[Extracted records Boundary: Start]

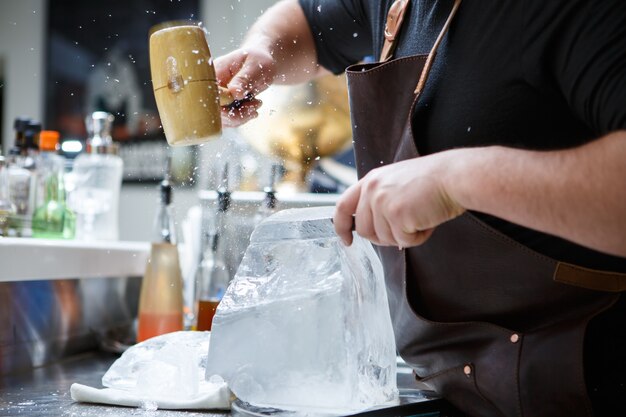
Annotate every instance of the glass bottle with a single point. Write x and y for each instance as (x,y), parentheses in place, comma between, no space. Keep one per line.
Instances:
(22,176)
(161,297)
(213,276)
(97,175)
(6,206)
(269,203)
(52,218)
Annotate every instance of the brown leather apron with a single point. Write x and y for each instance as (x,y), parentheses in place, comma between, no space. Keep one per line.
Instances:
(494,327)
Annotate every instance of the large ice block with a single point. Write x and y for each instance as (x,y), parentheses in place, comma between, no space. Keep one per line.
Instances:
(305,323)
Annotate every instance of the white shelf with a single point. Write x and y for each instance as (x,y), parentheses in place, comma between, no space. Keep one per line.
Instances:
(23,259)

[Extracted records Boundary: End]
[Extracted records Boundary: Start]

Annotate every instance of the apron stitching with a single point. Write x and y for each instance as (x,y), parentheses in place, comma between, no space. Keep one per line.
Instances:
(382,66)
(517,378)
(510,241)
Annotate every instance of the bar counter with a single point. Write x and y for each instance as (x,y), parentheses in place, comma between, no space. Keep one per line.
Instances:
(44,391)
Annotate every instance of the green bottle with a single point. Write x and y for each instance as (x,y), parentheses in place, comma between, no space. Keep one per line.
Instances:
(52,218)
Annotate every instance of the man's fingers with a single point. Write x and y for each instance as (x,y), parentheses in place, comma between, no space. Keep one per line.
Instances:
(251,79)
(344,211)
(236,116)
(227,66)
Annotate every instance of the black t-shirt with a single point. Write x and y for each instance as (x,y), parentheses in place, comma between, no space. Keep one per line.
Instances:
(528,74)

[Extracted records Boundary: End]

To do: Filter the entries above down to the lines that contain "place".

Problem solution:
Annotate every instance of the glass bottle with a single point. Write x and y for each instance as (x,y), parentheses in place, comma between, no space. Keep one per line.
Annotate every instance of the brown leather apron with a single point. Write x and y for each instance as (x,y), parentheses in place, comma between, no space. Keep one per line.
Annotate every instance of the large ice block with a single point. Write x and y for each instance as (x,y), parentheses in place, comma between, no space. Keep one per line.
Annotate every instance of the white shelf with a single point. Write x and y for each instance as (x,y), parentheses in place, comma between, no space. Keep one per line.
Annotate every instance of the apron stitching with a single point. Write x and y for each instance as (x,y), parentheses in place, comma between, no space. Keep one per line.
Annotate every instance of the bar counter with a single point. Write x and y for each instance as (x,y), parentheses in place, comma between, no space. Keep one per line.
Annotate every instance of the green bottle with a single point. Write x and y for each instance as (x,y), parentheses in place, comma between, no space. Keep one per line.
Annotate every instance of the man's fingers with a single point. Write x and y for each instance as (x,y), parentheses in place, comma between, no space. Keep one per line.
Annotate every instance of the black t-shirt with a single point. Write x and y for each instance as (x,y), parentheses in place, comma between, no space. Keep one per line.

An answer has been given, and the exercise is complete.